(Labeled area outline entries)
——

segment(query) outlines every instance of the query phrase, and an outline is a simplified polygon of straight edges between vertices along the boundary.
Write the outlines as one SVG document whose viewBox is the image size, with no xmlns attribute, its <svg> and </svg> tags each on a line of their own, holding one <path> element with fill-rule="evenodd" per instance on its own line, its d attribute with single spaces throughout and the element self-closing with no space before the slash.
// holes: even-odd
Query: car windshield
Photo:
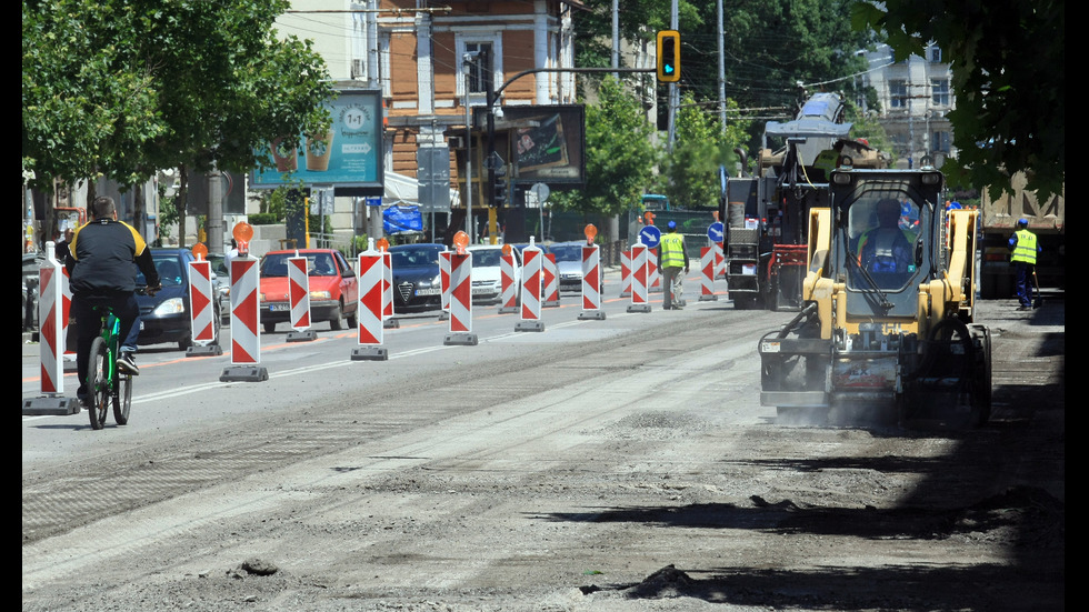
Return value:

——

REQUEST:
Lay out every line of the entries above as a JSON list of strings, one string per line, with blank lines dropped. Leave the pictures out.

EXERCISE OUTPUT:
[
  "segment(query) outlines every instance of the query phrase, and an outline is a simplified polygon of straight edges between vertices along the boundary.",
  "Write the outlines as one SVG document whose viewBox is the image size, with no xmlns attribute, its <svg> and </svg> tags each on a line of their own, holding one <path> element with fill-rule=\"evenodd\" per instance on its own line, its d attribute with single spaces throughout and the element self-closing with no space before the slash.",
  "// holes: even-odd",
  "Query: car windshield",
  "Photo:",
  "Return value:"
]